◆ **DIRECTIONS FOR THIS TASK**: Whenever a line in this data holds the word "grass", report that line in full.

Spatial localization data
*** Block opens ***

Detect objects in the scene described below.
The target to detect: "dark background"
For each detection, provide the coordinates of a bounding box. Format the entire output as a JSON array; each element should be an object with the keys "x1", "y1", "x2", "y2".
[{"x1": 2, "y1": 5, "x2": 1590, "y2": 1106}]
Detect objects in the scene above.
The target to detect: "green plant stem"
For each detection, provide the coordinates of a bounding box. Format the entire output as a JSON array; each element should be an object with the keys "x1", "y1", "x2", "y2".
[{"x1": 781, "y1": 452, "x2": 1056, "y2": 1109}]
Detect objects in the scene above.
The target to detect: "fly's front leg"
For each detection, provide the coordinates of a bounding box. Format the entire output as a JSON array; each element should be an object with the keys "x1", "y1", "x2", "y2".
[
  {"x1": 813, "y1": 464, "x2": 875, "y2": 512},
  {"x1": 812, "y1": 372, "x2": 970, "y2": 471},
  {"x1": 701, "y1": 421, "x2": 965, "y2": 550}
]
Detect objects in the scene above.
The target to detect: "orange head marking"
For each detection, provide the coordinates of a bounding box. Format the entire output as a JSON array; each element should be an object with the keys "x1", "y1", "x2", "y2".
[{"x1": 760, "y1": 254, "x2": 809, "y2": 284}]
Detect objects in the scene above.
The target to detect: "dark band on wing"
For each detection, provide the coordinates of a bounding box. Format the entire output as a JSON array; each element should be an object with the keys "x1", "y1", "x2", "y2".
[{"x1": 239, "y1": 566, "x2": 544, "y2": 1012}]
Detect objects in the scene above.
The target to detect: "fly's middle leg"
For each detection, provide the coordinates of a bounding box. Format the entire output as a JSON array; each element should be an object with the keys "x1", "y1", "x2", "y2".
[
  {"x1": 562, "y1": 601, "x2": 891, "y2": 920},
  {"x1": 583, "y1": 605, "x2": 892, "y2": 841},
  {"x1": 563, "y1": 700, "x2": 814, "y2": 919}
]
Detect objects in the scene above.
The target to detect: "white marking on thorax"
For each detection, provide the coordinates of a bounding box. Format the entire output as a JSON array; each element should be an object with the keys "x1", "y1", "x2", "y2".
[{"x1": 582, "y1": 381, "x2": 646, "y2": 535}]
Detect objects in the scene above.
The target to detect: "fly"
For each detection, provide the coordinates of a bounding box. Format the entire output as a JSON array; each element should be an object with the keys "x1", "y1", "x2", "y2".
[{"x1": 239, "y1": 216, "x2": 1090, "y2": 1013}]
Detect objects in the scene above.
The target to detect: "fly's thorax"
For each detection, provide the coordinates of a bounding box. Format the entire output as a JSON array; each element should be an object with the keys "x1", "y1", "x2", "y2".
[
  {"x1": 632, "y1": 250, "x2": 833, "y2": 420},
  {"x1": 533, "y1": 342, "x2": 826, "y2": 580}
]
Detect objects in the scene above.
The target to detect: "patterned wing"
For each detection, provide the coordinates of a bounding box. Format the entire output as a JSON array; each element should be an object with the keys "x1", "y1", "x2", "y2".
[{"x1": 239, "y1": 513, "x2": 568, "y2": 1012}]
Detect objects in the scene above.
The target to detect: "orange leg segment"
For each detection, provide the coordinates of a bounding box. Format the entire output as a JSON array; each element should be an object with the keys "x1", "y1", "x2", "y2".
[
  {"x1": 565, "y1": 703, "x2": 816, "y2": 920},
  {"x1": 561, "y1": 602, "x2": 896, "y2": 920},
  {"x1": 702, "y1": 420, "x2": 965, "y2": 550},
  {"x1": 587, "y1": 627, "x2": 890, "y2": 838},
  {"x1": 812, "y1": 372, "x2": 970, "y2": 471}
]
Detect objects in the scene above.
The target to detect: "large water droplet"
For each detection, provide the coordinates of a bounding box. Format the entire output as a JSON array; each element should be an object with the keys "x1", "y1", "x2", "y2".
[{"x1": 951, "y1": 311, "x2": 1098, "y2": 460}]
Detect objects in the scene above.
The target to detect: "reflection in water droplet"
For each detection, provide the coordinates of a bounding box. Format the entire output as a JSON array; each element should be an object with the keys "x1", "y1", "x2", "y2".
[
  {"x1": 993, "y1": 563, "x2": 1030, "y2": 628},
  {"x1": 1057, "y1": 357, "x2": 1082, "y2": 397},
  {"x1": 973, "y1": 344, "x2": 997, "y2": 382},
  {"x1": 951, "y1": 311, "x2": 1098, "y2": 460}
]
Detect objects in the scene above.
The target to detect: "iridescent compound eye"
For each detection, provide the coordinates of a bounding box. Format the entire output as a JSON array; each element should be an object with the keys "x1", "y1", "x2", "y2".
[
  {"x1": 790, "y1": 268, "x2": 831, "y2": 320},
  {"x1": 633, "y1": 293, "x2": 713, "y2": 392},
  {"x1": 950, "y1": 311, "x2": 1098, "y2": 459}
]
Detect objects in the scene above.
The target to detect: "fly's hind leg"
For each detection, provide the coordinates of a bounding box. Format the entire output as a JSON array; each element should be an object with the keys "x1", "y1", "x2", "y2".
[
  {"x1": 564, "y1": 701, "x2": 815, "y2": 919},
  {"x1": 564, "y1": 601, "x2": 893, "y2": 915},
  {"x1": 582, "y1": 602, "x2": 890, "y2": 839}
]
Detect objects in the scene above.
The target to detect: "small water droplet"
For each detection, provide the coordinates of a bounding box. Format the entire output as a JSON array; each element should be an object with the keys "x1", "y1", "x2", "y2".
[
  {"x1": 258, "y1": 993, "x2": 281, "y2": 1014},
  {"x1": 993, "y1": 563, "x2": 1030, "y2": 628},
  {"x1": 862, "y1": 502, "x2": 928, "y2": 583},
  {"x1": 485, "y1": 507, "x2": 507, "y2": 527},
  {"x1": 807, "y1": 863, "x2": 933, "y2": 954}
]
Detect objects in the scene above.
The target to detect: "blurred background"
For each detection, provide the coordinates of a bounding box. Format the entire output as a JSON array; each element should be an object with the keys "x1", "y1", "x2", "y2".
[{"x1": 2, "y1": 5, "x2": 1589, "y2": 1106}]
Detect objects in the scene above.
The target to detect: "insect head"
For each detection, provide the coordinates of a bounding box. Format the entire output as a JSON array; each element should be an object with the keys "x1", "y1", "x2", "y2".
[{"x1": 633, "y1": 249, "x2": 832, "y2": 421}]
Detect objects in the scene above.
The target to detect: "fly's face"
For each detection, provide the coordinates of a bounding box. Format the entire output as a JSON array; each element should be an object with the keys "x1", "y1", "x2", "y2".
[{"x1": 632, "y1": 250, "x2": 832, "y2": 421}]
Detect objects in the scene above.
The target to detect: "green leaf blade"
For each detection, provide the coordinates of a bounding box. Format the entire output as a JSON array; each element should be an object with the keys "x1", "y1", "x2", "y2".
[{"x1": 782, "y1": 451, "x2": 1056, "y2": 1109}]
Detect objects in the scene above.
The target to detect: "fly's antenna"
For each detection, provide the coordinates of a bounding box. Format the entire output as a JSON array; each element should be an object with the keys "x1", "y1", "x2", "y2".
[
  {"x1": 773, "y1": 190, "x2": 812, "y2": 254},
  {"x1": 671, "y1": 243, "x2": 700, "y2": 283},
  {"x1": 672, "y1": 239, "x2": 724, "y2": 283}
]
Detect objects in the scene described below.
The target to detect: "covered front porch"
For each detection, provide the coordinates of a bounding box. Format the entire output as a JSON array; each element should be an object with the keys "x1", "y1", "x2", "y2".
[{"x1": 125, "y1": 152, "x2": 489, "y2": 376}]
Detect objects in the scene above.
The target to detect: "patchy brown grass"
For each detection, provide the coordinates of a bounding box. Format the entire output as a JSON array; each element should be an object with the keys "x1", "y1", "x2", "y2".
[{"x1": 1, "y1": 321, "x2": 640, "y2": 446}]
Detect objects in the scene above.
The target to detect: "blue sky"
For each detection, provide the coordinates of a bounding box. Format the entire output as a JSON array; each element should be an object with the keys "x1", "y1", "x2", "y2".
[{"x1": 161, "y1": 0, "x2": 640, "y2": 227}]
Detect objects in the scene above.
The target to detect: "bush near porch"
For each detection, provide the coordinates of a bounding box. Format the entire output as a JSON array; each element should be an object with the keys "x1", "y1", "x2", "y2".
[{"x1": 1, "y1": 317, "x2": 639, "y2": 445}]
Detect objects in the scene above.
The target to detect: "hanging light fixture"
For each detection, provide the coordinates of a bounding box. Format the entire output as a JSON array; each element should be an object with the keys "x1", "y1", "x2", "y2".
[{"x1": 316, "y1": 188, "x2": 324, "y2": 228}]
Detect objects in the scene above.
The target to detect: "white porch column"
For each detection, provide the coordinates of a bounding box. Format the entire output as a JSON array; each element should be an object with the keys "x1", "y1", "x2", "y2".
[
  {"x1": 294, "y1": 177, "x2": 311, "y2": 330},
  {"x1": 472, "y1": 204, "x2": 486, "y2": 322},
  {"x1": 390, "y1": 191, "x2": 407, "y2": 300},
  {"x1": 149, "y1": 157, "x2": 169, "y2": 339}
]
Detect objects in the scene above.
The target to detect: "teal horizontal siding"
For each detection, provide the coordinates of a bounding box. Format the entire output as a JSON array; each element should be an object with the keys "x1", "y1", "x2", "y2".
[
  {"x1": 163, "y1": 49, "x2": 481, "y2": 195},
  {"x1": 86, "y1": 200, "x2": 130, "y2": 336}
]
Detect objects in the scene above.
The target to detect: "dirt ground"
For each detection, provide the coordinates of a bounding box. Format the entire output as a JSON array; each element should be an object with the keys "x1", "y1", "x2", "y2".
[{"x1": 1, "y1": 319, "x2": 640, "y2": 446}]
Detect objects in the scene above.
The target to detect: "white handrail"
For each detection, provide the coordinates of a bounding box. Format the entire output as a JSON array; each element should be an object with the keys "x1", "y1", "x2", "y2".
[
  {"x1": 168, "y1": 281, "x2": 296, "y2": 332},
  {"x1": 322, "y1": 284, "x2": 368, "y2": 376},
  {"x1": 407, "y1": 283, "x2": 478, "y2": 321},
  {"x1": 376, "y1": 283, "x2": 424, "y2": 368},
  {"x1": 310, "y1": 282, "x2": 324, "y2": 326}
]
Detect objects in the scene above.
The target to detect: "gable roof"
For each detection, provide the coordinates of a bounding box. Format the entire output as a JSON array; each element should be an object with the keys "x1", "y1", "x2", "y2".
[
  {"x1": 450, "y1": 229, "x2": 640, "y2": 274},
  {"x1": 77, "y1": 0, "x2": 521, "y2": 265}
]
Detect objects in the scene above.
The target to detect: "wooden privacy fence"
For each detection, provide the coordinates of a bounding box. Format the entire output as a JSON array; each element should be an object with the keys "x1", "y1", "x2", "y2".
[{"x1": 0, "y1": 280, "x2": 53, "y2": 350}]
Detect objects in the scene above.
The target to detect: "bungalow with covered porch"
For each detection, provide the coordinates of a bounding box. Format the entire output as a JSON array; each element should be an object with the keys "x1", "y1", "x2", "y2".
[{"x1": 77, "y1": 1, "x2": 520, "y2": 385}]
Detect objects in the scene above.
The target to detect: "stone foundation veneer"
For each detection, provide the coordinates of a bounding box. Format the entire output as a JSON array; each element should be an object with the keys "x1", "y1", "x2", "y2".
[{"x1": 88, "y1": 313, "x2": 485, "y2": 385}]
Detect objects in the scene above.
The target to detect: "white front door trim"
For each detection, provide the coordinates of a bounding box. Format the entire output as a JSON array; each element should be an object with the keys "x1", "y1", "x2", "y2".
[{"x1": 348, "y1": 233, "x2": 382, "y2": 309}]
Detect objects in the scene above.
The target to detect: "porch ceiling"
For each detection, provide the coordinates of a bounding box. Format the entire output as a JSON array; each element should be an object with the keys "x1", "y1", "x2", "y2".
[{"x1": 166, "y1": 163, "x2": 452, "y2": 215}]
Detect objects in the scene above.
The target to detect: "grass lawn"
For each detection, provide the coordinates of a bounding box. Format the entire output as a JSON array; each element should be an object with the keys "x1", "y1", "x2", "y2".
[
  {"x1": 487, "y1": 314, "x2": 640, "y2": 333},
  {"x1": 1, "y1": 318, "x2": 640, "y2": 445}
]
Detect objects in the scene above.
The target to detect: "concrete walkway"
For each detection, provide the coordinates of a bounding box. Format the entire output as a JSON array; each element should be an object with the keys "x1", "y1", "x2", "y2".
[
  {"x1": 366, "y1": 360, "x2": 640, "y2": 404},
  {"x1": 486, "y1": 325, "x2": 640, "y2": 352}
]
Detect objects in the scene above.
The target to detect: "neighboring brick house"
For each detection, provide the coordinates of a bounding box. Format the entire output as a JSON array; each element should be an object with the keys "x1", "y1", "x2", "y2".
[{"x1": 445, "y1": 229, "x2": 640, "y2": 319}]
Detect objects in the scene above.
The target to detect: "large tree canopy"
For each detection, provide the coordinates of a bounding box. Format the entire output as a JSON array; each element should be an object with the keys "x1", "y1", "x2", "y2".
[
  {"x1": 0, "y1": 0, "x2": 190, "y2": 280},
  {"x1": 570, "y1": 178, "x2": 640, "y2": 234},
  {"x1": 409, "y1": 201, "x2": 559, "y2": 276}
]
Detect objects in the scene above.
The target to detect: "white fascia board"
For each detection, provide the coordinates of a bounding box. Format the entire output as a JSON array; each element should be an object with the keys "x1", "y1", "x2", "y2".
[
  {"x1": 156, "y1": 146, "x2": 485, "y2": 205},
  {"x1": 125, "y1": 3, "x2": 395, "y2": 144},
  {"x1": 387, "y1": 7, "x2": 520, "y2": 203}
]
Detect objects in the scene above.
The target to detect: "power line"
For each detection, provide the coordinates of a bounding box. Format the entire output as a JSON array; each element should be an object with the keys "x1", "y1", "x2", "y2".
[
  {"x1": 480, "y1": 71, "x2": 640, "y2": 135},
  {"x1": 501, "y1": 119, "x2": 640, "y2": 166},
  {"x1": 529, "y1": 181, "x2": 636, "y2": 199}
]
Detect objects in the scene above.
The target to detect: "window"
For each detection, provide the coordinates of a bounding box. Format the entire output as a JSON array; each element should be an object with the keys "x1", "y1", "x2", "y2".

*** Block closes ***

◆ **OUTPUT OF THE TASK**:
The target to detect: "patchy brown grass"
The target to detect: "grass lawn"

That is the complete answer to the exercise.